▶ [Given data]

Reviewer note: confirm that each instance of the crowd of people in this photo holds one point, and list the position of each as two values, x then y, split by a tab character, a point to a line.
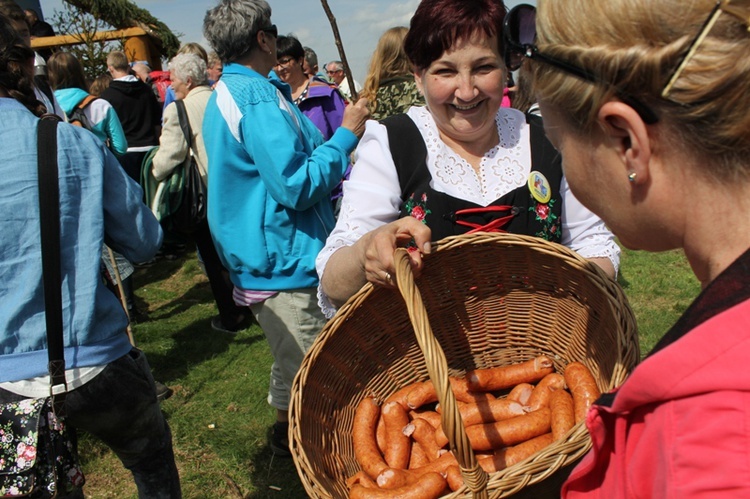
611	131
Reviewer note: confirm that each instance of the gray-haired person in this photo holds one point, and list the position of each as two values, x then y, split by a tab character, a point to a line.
269	190
190	84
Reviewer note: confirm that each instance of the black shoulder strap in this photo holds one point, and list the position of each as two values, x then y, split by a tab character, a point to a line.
407	147
542	150
184	121
49	209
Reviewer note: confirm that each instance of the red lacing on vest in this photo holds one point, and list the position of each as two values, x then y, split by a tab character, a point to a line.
496	225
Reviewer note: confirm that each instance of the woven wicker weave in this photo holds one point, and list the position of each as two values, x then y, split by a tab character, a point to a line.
489	299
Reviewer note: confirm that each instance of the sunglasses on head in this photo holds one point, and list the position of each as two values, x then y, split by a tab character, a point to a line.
271	30
519	34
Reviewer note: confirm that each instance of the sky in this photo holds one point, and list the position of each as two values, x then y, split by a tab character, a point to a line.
360	23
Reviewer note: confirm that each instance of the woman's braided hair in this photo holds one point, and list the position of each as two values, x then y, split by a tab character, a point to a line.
16	70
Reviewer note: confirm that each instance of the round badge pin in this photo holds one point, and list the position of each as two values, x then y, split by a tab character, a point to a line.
539	187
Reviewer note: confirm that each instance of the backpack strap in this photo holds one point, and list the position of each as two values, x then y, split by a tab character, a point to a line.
184	122
408	149
542	150
86	101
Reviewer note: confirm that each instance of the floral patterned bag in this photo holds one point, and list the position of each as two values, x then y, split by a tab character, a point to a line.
37	455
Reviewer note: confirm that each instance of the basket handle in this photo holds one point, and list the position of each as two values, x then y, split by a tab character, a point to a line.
437	367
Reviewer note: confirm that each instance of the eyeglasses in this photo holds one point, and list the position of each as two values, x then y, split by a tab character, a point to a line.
284	61
728	6
519	34
271	30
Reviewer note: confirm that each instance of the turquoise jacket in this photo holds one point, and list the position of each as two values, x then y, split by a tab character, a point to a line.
270	177
98	203
102	116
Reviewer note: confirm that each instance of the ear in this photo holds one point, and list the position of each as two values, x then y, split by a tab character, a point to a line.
418	76
628	137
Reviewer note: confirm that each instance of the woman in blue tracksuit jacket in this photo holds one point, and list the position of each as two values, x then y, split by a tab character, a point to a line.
270	180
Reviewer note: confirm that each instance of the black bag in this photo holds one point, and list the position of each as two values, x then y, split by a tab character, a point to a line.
38	454
187	199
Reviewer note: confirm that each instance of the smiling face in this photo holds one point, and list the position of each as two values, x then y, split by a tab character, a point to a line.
181	87
463	89
289	69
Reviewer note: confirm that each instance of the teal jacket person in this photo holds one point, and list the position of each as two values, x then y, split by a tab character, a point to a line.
269	231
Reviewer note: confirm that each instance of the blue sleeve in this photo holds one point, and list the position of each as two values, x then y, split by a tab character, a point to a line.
129	226
277	139
119	144
334	111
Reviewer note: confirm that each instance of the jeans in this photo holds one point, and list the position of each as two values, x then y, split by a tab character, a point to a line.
119	407
291	320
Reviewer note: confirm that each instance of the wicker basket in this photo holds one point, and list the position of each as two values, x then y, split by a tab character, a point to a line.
482	300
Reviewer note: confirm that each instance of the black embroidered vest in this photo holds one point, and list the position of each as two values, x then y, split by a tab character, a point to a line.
517	212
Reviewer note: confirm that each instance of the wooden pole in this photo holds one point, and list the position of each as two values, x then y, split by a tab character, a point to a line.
340	47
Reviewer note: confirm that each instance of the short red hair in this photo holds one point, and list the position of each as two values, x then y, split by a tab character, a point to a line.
437	24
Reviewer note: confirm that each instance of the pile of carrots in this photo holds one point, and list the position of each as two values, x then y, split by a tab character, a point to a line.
509	413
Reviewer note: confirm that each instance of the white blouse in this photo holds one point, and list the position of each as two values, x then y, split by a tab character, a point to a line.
372	195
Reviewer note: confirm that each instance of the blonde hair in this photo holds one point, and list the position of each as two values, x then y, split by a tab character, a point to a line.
388	60
635	46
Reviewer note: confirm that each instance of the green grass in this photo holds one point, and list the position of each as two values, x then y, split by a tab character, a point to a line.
218	413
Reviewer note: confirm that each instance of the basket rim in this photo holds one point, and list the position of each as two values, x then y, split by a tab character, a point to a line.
514	478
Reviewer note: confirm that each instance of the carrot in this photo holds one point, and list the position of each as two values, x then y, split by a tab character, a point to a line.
431	417
363	437
380	435
393	478
428	486
506	432
454	478
490	412
563	413
540	396
361	478
418	456
498	378
401	394
583	387
509	456
426	394
398	445
424	434
521	393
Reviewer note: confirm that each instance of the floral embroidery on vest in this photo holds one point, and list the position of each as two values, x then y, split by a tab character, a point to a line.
550	222
418	208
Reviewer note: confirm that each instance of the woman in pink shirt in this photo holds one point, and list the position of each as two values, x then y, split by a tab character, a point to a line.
648	104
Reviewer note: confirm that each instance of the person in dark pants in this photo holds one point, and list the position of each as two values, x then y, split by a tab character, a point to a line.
190	84
110	389
138	110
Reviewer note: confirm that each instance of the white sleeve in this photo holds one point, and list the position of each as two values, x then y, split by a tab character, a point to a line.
584	232
372	198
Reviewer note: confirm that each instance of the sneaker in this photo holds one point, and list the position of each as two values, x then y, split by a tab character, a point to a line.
279	440
163	392
218	326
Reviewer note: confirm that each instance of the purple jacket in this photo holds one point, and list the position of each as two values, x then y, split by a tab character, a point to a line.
324	105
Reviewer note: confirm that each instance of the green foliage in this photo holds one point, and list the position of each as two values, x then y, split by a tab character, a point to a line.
659	287
91	53
218	413
123	14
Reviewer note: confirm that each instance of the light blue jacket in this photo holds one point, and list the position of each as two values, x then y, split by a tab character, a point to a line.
103	118
270	177
98	203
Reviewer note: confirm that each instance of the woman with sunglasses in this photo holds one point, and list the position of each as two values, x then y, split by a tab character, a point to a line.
270	178
656	140
460	164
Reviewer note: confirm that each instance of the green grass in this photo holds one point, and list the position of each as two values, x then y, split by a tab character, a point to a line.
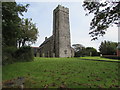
99	58
64	72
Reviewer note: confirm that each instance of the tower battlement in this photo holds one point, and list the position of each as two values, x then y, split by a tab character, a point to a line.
59	44
61	8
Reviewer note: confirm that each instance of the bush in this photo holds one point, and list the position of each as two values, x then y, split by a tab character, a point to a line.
8	55
24	54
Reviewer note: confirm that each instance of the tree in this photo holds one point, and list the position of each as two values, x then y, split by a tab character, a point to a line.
11	21
105	15
28	33
108	48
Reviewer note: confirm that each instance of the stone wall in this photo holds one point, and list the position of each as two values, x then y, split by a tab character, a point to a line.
59	44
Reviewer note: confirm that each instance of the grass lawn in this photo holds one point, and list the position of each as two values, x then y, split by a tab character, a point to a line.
99	58
64	72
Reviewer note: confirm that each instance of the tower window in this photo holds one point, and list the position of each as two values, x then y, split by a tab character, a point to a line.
65	51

▶ [Exercise objective] Return every line of the material above verbatim, but leave out the pictures.

▶ [Reply]
Reviewer note: confirm that each instance of the crowd of people in this photo holds one point, and list the position of each as two values, x then y, split by a tab character, a point to a line.
611	131
Reviewer note: confirm that each instance of the gray-haired person in this photo holds one point, and list the position of each as two values, x then y, split by a tab character, a point to a line.
269	190
190	84
Reviewer note: confirm that each instance of the black shoulder strap in this photo holds one point, and list the position of each as two values, x then y, split by a tab character, a point to a line.
407	147
542	150
184	121
49	209
Reviewer note: confirm that each instance of the red lacing on vest in this photo holds one point, and list the position of each as two values, x then y, split by a tab character, a point to a line.
496	225
Reviewer note: confirm that each instance of the woven wicker weave in this photo holds one point, and list the position of each as two values, x then y, split by a tab character, a point to a line.
489	299
Reviewer note: confirm that each instance of the sunglasses on head in this photo holds one point, and list the position of each as two values, x then y, split by a tab character, a point to a line.
271	30
519	34
Reviewer note: confirm that each instance of the sky in this photo holds one point, and list the position of each as two values, x then y, split by a tab character, a point to a line.
360	23
Reviewer note: confirm that each instance of the woman's braided hair in this photo holds one point, and list the position of each as two values, x then y, split by a tab character, a point to a line.
16	70
Reviewer note: confirm that each instance of the round badge pin in this photo holds one point, and list the position of each as two values, x then y, split by a tab character, a point to a line.
539	187
Reviewer note: confirm that each instance of the backpack strap in this photo holds one point, and list the position of each as two values, x then y, split by a tab character, a point to a line.
184	122
408	149
542	150
86	101
Reviewer note: confirm that each instance of the floral patterned bag in this photo holds one point, and list the position of each as two values, x then y, split by a tab character, a point to a line.
37	455
Reviewer note: confirm that each instance of the basket handle in this photo holds one point, and list the position of each as two values, x then y, split by a tab character, a point to a line.
437	367
Reviewer note: confirm that each instance of the eyeglasses in this photo holds one point, and list the position of each as two values, x then y, split by a tab character, a point to a line.
284	61
728	6
519	34
271	30
Reviewer note: confirm that each instance of the turquoise jacket in this photo holds one point, and list the position of each as two values, x then y, split by a tab character, a point to a line.
270	177
98	203
102	116
Reviewer note: confirm that each instance of the ear in this photo holds one point, and list the position of each as two values, x then y, split by a tab character, a point to a line.
418	76
628	137
Reviewer note: confirm that each instance of the woman in blue tracksuit jacket in this photo holds one point, and list the position of each as two values, x then y, split by a tab character, a point to a line.
270	180
Reviewer note: confirm that each instance of the black bag in this photo holds one point, and list the position of each as two values, x then y, split by a tab character, a point to a line.
38	454
187	199
Reviewer note: confirm that each instance of the smiling face in this photo holds one point, and list the position of each as two values, x then y, split by a tab character, a point to a line.
181	87
463	89
289	69
Reviewer note: confirm that each instance of the teal jacket person in this photo holds one point, and list the position of each as two values, x then y, split by a tab character, a point to a line.
269	231
Reviewer note: confirm that each instance of the blue sleeve in this photo holds one point, and list the position of each as two values, x then y, split by a tab character, a point to a line.
129	226
277	139
119	144
334	111
Reviewer note: confirm that each instance of the jeans in this photo holds one point, and list the position of each as two values, x then y, split by a tab character, a point to a line.
119	407
291	320
Reviewer note: confirm that each instance of the wicker basket in this photo holds one point, and list the position of each as two values, x then y, split by a tab character, a point to a line.
482	300
Reviewer note: confirm that each instance of the black embroidered vest in this photo holds one point, and list the position of each as two values, x then y, split by a tab character, a point to a line.
517	212
Reviewer note: confirm that each instance of the wooden pole in this photo holds one point, and list the position of each as two values, x then y, split by a tab character, a point to a line.
340	47
Reviewer note: confirm that each instance of the short red hair in this photo holds one point, and list the position of each as two values, x then y, split by a tab character, a point to a line.
437	24
Reviewer note: confirm that each instance of the pile of carrots in this photo holds one point, and list the position of each as two values, x then y, split by a tab character, a point to a line.
509	413
Reviewer note: confirm that each instance of the white blouse in this photo holds one point, and list the position of each as two values, x then y, split by a tab character, a point to a line.
372	195
Reviewer note: confirm that each instance of the blonde hair in this photo holds one point, and list the position of each as two values, x then y, split by a tab character, a point to a line.
388	60
635	46
Reviewer note: confirm that each instance of the green grass in this photo holds one point, and list the position of each as two values, x then y, split by a tab character, a point to a line.
218	413
Reviewer note: confirm that each instance of the basket rim in this photo holds one point, and list the position of each as two values, x then y, split by a tab character, a point to a line.
514	478
Reviewer note: confirm that each instance of the carrot in this photo holds one point, and list the position of each as two values, x then y, split by a tab character, a point to a line.
431	417
363	437
380	435
393	478
428	486
506	432
454	478
490	412
563	413
540	396
361	478
418	456
498	378
401	394
583	387
509	456
426	394
398	445
424	434
521	393
Reviewer note: confirm that each instance of the floral embroidery on vest in this photo holds one point, and list the position of each as two values, x then y, split by a tab character, a point to a line.
550	222
418	208
Reviewer note: confirm that each instance of the woman in pink shirt in this photo holds one point, and list the position of each as two values, x then y, split by a tab character, a point to a line.
648	104
Reviewer note: confirm that each instance of the person in dark pants in this photo holds one point, and list the position of each as two values, x then y, split by a tab character, a point to a line.
190	84
110	389
138	110
Reviewer note: confirm that each instance of the white sleeve in this photo holds one point, and list the position of each as two values, x then y, split by a tab character, a point to a line.
584	232
372	198
Reviewer note: confirm that each instance of the sneaker in this photo holds one point, and list the position of each as two values, x then y, split by a tab character, a point to a line.
279	440
163	392
218	326
Reviewer note: confirm that each instance of the purple jacket in this photo holds one point, and list the position of each as two values, x then y, split by a tab character, a point to a line.
324	105
Reviewer note: confirm that each instance of the green foliage in this photo holds one point, and list the position of each as two values, x then y, split by a tab character, a point to a line.
659	287
91	53
218	413
123	14
Reviewer note: confirm that each instance of the light blue jacket in this photo holds one point, and list the position of each as two values, x then y, split by a tab character, a point to a line.
103	118
270	177
98	203
Reviewer note: confirm that each instance of the woman with sunglasses in this photo holds one point, and list the position of each as two values, x then y, split by a tab character, a point to a line.
270	178
656	140
460	164
Reviewer note: confirm that each instance of the green grass in this photo holds one point, and list the position of each as two values, x then y, split by a tab character, a point to a line.
99	58
64	72
Reviewer note: confirm that each instance of the tower battlement in this photo holds one point, and list the position of each as two values, x then y, split by a tab character, a point to a line.
59	44
61	8
Reviewer note: confirm that each instance of the bush in this photo holds one point, and list the position of each as two values, x then y, split by a tab character, a point to a line.
8	55
24	54
Reviewer note: confirm that each instance of the tree in this photo holds one point, and list the position of each as two values, x then y, split by a tab character, a point to a line.
11	21
105	15
28	33
108	48
Reviewer note: confirm that each instance of the stone wall in this photo holds one point, and list the position of each as two values, x then y, split by a tab character, a point to a line.
59	44
Reviewer note: confirm that each instance of the grass lawn in this photo holds one point, and list the position of each as two values, x then y, split by a tab character, a point to a line.
99	58
64	72
Reviewer note: confirm that each instance of the tower window in this photo holds one point, and list the position of each as two values, x then y, split by a tab character, a point to a line.
65	51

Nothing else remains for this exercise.